** START PROVIDED RECORDS **
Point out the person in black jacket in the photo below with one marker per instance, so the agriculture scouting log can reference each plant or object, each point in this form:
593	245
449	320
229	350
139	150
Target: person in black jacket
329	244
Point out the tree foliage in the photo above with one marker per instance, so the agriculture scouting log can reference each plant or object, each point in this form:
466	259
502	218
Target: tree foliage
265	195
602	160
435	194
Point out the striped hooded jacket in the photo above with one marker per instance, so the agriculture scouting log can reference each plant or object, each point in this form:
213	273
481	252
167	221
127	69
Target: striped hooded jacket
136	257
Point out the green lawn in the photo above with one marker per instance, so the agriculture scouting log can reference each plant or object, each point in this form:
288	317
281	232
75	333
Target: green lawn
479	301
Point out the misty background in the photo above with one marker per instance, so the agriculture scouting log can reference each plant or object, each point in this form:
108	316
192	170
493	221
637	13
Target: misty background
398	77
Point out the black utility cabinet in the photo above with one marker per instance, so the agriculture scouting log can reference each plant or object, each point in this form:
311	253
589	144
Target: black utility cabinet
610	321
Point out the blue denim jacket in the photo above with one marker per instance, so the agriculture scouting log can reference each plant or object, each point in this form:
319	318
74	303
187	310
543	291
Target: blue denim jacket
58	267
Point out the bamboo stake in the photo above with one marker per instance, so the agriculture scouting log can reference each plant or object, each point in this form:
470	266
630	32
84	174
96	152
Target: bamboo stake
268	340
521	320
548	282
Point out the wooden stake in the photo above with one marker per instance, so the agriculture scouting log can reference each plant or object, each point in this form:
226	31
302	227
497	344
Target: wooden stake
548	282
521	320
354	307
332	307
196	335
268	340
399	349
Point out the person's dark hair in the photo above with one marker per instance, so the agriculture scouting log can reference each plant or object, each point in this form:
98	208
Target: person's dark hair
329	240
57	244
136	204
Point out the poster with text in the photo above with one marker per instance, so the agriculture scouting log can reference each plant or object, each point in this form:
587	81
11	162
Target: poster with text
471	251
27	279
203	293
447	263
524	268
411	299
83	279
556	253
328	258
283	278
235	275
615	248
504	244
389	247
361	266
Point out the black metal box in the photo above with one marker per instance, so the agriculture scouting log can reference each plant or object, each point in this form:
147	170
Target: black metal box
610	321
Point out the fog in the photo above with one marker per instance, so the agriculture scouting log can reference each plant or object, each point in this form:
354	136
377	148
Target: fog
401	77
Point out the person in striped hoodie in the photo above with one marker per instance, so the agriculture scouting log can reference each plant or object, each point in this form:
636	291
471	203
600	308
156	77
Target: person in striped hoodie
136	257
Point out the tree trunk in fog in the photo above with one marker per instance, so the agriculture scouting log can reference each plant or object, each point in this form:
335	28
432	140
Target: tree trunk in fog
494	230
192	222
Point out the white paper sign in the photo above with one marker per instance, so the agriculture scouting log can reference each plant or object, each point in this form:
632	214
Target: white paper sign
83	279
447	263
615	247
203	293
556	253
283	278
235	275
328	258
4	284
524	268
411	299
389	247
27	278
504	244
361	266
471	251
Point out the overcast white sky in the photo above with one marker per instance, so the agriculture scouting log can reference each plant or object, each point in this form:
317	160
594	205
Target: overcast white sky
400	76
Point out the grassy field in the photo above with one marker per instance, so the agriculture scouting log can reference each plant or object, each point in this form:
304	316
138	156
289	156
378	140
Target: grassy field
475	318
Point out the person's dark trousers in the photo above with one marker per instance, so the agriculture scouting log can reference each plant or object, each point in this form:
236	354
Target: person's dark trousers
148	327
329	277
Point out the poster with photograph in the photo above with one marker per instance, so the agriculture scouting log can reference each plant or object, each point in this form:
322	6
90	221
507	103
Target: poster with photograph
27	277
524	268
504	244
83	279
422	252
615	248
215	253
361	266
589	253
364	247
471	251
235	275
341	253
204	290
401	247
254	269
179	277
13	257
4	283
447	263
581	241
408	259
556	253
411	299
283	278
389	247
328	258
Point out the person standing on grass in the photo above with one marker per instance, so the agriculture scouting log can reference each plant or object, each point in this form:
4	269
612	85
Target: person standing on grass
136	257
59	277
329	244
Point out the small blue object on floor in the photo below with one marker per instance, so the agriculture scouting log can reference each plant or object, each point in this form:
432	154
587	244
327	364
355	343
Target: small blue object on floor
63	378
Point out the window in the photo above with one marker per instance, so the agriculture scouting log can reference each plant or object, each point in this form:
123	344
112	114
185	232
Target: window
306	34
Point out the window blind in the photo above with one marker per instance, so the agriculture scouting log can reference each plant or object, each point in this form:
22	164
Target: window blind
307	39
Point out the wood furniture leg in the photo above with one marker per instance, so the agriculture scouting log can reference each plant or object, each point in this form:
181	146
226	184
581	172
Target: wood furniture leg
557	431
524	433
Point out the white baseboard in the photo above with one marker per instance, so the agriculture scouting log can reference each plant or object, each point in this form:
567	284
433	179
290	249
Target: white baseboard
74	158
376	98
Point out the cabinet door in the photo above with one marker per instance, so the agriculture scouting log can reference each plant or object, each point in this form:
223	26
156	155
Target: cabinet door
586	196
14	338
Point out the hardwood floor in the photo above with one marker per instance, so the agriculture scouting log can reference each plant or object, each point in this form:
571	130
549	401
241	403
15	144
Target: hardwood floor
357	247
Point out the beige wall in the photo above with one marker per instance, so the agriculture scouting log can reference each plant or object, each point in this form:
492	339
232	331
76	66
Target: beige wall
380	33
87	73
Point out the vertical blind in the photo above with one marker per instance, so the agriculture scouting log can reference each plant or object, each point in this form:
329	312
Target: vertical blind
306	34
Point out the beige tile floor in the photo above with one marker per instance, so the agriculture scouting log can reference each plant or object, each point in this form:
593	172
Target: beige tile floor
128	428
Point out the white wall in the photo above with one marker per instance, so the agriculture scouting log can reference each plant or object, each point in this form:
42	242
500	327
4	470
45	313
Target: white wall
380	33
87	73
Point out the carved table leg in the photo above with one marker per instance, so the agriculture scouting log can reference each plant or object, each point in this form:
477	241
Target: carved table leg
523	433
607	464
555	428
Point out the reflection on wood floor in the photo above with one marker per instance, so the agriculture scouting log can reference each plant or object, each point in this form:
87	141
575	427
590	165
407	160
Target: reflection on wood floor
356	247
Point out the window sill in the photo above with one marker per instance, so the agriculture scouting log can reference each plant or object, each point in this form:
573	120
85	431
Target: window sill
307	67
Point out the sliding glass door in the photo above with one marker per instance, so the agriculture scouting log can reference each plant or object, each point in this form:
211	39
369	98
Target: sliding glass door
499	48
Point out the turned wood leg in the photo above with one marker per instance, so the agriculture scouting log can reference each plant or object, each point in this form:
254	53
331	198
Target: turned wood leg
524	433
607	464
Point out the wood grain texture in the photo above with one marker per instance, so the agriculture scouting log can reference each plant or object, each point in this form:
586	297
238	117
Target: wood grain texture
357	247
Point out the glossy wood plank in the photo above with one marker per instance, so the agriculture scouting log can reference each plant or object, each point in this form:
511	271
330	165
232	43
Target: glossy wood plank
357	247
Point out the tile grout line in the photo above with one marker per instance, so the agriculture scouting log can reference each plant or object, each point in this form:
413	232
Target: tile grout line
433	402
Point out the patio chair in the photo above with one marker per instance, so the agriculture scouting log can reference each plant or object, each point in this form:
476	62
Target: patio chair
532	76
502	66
** END PROVIDED RECORDS **
## DIRECTIVE
Transcribe the material exactly as it reads.

## IN RESPONSE
Point out the person in black jacket in the photo below with one marker per instance, so the agriculture scouting log can reference each plant or object, each point in this form:
593	245
449	320
229	350
139	150
Target: person in black jacket
329	244
Point out the tree foliage in the photo above with one marker per instance, so the agriculture scouting log can reference each plant or object, each point in this form:
466	259
502	218
Target: tree foliage
265	195
602	160
435	194
Point out the striped hooded jacket in the photo above with one marker per instance, so the agriculture scouting log can reference each plant or object, each point in this form:
213	273
481	252
167	221
127	69
Target: striped hooded jacket
136	257
Point out the green lawn in the photo above with one marker per instance, so the agriculture scouting log can reference each plant or object, each point in this form:
288	317
281	232
75	333
Target: green lawn
479	301
Point out the misty background in the photo above with one marker per instance, so the agriculture scouting log can reference each plant or object, each point in this form:
108	316
192	170
493	221
637	13
Target: misty background
398	77
Point out the black utility cabinet in the photo above with one marker per instance, so the agriculture scouting log can reference each plant or object, each point in this form:
311	253
589	144
Target: black utility cabinet
610	321
Point out the blue denim jacket in the photo above with one marker per instance, so the agriculture scouting log can reference each plant or object, each point in this form:
319	318
74	303
187	310
543	291
Target: blue denim jacket
58	267
Point out the bamboo stake in the photo above with one marker per instance, so the agriculture scouting log can reference each plant or object, each point in this form:
470	266
630	32
84	174
96	152
Target: bamboo stake
268	340
521	320
548	282
Point out the wooden stake in the photo above with one marker per instance, so the agriculture scouting log can reference each plant or object, each point in this form:
226	31
302	227
497	344
Target: wooden stake
548	282
521	320
354	307
332	307
196	335
268	340
399	349
Point out the person's dark hair in the photo above with one marker per instance, so the agriculture scouting log can reference each plant or object, each point in this form:
98	208
Target: person's dark hair
329	240
57	244
136	204
Point out the poster with text in the photo above with one marker per instance, so the agriculture scouting log can reference each plant or object, each point in this form:
587	81
11	162
Target: poster with text
471	251
27	279
203	293
447	263
524	268
411	299
83	279
556	253
328	258
283	278
235	275
615	248
504	244
389	247
361	266
Point out the black metal box in the photo above with one marker per instance, so the agriculture scouting log can reference each plant or object, each point in this form:
147	170
Target: black metal box
610	321
Point out the fog in the photo above with one marker per instance, so the agriculture scouting log can reference each plant or object, each point in this form:
354	136
377	148
Target: fog
401	77
Point out the person in striped hoodie in the photo above with one marker per instance, so the agriculture scouting log can reference each plant or object, each point in this form:
636	291
471	203
600	308
156	77
Target: person in striped hoodie
136	257
Point out the tree trunk in fog in the photo above with one marker per instance, so the agriculture scouting log can reference each plant or object, each point in this form:
335	28
432	140
Target: tree trunk in fog
494	230
192	222
Point out the white paper sign in the photo above with one marker per instance, so the agriculture scouting log can reference each plant or object, each point in this form:
632	214
Target: white paper sign
83	279
447	263
615	247
203	293
556	253
283	278
235	275
328	258
4	284
524	268
411	299
389	247
27	278
504	244
361	266
471	251
Point out the overcast white sky in the photo above with one marker per instance, so the agriculture scouting log can reference each plant or object, each point in this form:
317	160
594	205
Target: overcast white sky
400	76
Point out the grassy field in the photo above with one marker per instance, so the agriculture scouting log can reference each plant or object, each point in this form:
304	316
138	156
289	156
378	140
Target: grassy field
475	318
Point out the person's dark trousers in the photo above with one marker per instance, so the agriculture scouting log can reference each plant or object, each point in this form:
236	354
Target: person's dark trousers
148	327
329	277
Point out the poster with photograph in the photo above with one marker per instance, so the agriculture scouting log can reference each plant or object, each point in this form:
322	6
90	221
507	103
Target: poster with photograph
27	277
524	268
504	244
83	279
422	252
615	248
215	253
361	266
589	253
364	247
471	251
235	275
341	253
204	290
401	247
254	269
179	277
13	257
4	283
447	263
581	241
408	259
556	253
411	299
283	278
389	247
328	258
Point out the person standing on grass in the photo above with one marker per instance, so the agriculture scouting log can reference each plant or object, each point in this form:
4	269
612	85
Target: person standing on grass
136	257
59	277
329	244
Point out the small blue object on floor in the photo below with one marker per instance, so the agriculture scouting log can reference each plant or object, each point in this form:
432	154
587	244
327	364
355	343
Target: small blue object on floor
63	378
Point out the window in the photo above with one marker per instance, so the agriculture scouting log can reference each plant or object, each point in this form:
123	344
112	114
185	232
Target: window
306	34
Point out the window blind in the photo above with one marker per instance, so the agriculture scouting log can reference each plant or object, each point in this form:
22	164
Target: window blind
307	39
Point out the wood furniture leg in the photo above with one marker per instance, so the agriculture scouting log can reference each plant or object, each point in this form:
181	146
226	184
581	172
Target: wood furniture leg
557	431
524	433
Point out the white baseboard in the photo above with one marker per instance, so the agriculture scouting log can reference each plant or object, each point in this form:
567	284
433	179
290	249
Target: white baseboard
74	158
376	98
Point out the cabinet door in the photo above with one marker per instance, so the agriculture scouting log can reference each plant or object, each point in this form:
223	26
156	155
Target: cabinet door
586	196
14	338
Point out the hardwood floor in the photo above with one marker per instance, so the agriculture scouting log can reference each plant or object, each point in this form:
571	130
549	401
241	403
15	144
Target: hardwood floor
357	247
Point out the beige wall in the photo above with one marker per instance, so the agriculture scouting log can reference each plant or object, each point in this form:
492	339
232	331
76	66
Target: beige wall
380	33
87	73
Point out the vertical blind in the photo above with one marker per instance, so the agriculture scouting log can reference each plant or object, each point in this form:
329	312
Target: vertical blind
306	34
Point out the beige tile floor in the photo above with one marker per instance, so the agriculture scouting log can reference each plant or object, each point in this form:
593	172
Target: beige tile floor
128	428
Point out the white wall in the photo above with one marker per instance, so the agriculture scouting log can reference each plant or object, each point in this form:
42	242
500	327
4	470
45	313
Target: white wall
380	33
87	73
Point out the carved table leg in the photo above with one marker per instance, so the agriculture scouting log can reference each plant or object, each point in this form:
477	241
Target: carved table leg
523	433
607	464
555	428
Point out the reflection on wood floor in the photo above with one marker per instance, so the agriculture scouting log can reference each plant or object, each point in this form:
87	141
575	427
590	165
407	160
Target: reflection on wood floor
356	247
Point out the window sill in the photo above with one marker per instance, so the agriculture scouting log can reference each plant or object, each point in this form:
573	120
85	431
Target: window sill
307	67
Point out the sliding glass door in the photo above with one marker per instance, so the agriculture scouting log can reference each plant or object, each point in this form:
211	39
369	98
Target: sliding glass door
499	48
Point out the turned wood leg in the photo above with one marker per instance, so the agriculture scouting log can reference each plant or object, each point in this form:
254	53
331	198
Target: turned wood leg
524	433
607	464
Point out the wood grain texture in the photo above with one marker per instance, so the agriculture scouting log can reference each plant or object, each point in this form:
586	297
238	117
Target: wood grain texture
357	247
Point out the glossy wood plank in the photo above with one marker per instance, so the agriculture scouting log can reference each plant or object, each point in this form:
511	271
330	165
232	43
Target: glossy wood plank
357	247
Point out the tile grout line in the photo above with one marker per instance, so the agriculture scouting log can reference each plant or object, each point in this form:
413	232
Target: tile grout line
433	402
Point out the patio chair in the photo above with one marker per instance, so the agriculture scouting log can reference each plant or object, each point in this form:
476	62
Target: patio chair
532	76
502	66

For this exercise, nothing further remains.